**WORK TO COMPLETE**
(1) Using the report on the OpenAI-Broadcom chip project below, mark each statement yes or no and quote the deciding words: (a) Broadcom has agreed to fund the first phase of Project Nexus without conditions. (b) Microsoft has reserved data center space. (c) The up-to-$180 billion estimate for the full Nexus plan includes data center construction.
(2) Pick up the report on the OpenAI-Broadcom chip project below after its final sentence and keep writing.

**SUPPLIED PASSAGE**
OpenAI-Broadcom custom chip project stalls; Broadcom demands Microsoft purchase guarantee before funding
OpenAI's Project Nexus—a collaboration with Broadcom to design and deploy 10 gigawatts of custom AI inference chips (first chip codenamed 'Jalapeno') by 2030—has hit a critical financing roadblock. Broadcom has declined to fund the first phase (estimated $18 billion for 1.3 GW capacity) unless Microsoft commits to purchasing roughly 40% of the chips and installing them in its own data centers before leasing back to OpenAI.
Microsoft has reserved data center space but has not formally agreed to purchase, citing disagreement over infrastructure design: OpenAI envisions specialized centers optimized for custom silicon, while Microsoft prefers standard, versatile data center architecture. An internal OpenAI memo noted that Microsoft 'has always held the leverage' in the chip strategy. The full Nexus plan could cost up to $180 billion in chip production alone (not including data center construction or power).

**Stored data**

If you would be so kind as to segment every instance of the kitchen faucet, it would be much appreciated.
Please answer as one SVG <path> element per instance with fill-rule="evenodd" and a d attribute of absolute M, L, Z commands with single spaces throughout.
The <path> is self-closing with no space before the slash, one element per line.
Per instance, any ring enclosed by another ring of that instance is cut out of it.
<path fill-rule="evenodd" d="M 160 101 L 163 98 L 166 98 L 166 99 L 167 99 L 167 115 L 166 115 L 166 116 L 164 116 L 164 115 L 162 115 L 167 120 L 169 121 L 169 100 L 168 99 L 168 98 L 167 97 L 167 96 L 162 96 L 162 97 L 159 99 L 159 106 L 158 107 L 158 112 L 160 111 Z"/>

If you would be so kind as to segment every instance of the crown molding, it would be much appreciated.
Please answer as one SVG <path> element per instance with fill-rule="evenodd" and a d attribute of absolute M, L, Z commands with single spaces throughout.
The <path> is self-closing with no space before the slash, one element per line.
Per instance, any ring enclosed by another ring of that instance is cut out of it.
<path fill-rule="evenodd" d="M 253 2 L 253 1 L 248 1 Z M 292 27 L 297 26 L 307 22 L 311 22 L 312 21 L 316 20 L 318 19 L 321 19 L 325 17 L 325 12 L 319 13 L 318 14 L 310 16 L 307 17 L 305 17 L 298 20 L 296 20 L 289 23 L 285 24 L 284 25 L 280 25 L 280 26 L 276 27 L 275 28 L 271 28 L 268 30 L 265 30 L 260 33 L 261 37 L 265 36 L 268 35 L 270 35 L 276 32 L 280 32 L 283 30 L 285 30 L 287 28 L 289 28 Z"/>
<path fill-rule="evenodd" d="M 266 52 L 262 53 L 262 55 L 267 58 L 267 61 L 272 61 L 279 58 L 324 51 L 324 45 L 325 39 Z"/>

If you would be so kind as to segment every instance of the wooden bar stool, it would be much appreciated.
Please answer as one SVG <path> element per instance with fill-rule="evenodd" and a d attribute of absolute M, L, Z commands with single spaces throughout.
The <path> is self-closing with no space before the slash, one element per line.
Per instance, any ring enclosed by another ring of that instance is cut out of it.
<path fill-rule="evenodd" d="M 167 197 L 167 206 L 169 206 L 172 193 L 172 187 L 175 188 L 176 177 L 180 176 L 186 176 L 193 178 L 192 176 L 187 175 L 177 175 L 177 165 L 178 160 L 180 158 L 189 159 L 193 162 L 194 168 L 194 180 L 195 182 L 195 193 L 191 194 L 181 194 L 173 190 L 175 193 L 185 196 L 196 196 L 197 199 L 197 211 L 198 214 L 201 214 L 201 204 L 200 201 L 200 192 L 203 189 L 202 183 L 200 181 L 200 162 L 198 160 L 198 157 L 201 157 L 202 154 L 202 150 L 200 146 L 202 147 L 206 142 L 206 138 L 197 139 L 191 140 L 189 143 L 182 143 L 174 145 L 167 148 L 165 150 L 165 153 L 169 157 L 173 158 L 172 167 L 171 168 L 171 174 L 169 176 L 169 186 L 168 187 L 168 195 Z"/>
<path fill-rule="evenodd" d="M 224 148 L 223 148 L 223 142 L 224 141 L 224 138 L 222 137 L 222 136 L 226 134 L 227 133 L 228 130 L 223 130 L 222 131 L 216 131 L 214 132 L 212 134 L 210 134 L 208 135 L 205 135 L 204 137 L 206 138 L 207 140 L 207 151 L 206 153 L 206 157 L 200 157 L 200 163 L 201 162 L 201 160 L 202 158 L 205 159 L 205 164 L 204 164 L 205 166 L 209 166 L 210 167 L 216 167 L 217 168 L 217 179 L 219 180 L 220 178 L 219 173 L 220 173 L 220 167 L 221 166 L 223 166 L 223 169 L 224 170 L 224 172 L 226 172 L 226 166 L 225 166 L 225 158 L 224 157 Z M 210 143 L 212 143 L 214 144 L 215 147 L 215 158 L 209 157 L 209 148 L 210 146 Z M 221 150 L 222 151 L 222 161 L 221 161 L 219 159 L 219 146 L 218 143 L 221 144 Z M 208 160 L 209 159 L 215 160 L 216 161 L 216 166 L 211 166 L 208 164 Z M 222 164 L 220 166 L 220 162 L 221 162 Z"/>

**WRITTEN ANSWERS**
(1)
(a) No: "Broadcom has declined to fund the first phase (estimated $18 billion for 1.3 GW capacity) unless Microsoft commits to purchasing roughly 40% of the chips"
(b) Yes: "Microsoft has reserved data center space but has not formally agreed to purchase"
(c) No: "(not including data center construction or power)"

(2)
For architects evaluating AI infrastructure strategy and capex planning, this delay signals that even well-capitalized labs face financing constraints on custom silicon at scale. The absence of a Microsoft purchase agreement exposes OpenAI's dependency and raises questions about timeline: Jalapeno is not expected until 2027, adding pressure to Nvidia's near-term margin outlook if OpenAI defers custom silicon investments.